### What to produce
Copy the rows from the very first line through the line containing "[495,74,678,290]", both ends included, swapping "pipeline" for "detector" everywhere and keeping everything else the same.

Stored entries
((
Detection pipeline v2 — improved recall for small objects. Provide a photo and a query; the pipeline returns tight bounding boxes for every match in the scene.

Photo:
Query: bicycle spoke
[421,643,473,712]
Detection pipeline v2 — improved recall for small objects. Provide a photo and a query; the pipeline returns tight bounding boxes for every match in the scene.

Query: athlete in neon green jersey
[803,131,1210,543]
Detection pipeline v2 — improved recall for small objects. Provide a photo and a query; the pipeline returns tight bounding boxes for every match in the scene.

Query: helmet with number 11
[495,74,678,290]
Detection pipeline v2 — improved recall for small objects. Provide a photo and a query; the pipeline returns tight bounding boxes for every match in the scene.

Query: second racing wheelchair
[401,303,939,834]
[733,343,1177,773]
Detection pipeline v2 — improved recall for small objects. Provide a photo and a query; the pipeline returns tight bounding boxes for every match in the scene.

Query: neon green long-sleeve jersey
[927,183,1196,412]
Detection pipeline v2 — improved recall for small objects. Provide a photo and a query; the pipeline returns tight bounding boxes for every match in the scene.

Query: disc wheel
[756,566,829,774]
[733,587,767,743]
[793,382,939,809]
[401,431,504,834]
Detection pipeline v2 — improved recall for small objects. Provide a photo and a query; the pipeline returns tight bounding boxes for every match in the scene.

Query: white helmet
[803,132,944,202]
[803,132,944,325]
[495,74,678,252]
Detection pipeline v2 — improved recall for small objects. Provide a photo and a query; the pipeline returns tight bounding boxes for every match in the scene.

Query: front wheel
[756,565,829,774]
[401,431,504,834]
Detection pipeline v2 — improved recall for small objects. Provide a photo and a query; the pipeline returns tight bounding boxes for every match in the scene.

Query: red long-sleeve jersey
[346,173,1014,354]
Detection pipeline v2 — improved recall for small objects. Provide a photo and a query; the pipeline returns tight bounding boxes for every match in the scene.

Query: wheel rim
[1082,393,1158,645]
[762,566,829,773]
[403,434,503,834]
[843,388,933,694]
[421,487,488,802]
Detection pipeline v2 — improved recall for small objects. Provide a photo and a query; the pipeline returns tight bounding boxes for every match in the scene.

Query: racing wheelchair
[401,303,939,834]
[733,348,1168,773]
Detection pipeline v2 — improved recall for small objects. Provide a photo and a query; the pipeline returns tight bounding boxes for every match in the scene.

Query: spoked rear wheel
))
### Exercise response
Detection detector v2 — improved recall for small objects. Provide a photo and a query; the detector returns tight bounding boxes for every match in the scene.

Photo:
Query: bicycle spoke
[421,643,473,712]
Detection detector v2 — improved recall for small objects. Provide a photo and a query; the detector returns tight bounding boxes for every match in the scene.

Query: athlete in neon green jersey
[803,131,1210,543]
Detection detector v2 — improved recall for small objects. Provide a photo and a query; the detector returns tight bounding boxes for every match in the scene.

Query: helmet with number 11
[495,74,678,290]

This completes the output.